Dataset entries:

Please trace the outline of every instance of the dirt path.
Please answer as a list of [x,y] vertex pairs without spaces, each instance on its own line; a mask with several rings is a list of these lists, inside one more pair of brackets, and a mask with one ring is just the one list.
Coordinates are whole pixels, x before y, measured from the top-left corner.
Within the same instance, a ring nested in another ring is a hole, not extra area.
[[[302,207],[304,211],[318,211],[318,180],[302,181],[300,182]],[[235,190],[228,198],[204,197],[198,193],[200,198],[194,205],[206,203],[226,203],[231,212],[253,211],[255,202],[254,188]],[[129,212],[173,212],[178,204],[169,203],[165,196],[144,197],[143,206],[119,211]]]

**TASK INSTRUCTIONS:**
Return the lines from the start of the material through the line containing "Coordinates are whole", inclusive, reproducing each one verbatim.

**EXERCISE RESPONSE:**
Please trace the outline of every instance of the dirt path.
Please answer as a list of [x,y] vertex pairs without spaces, each instance on its own line; a mask with several rings is a list of these lists, inside one more pair of brackets, and a mask with one ring is just the one list.
Coordinates are whole pixels, x before y, measured from the top-left corner.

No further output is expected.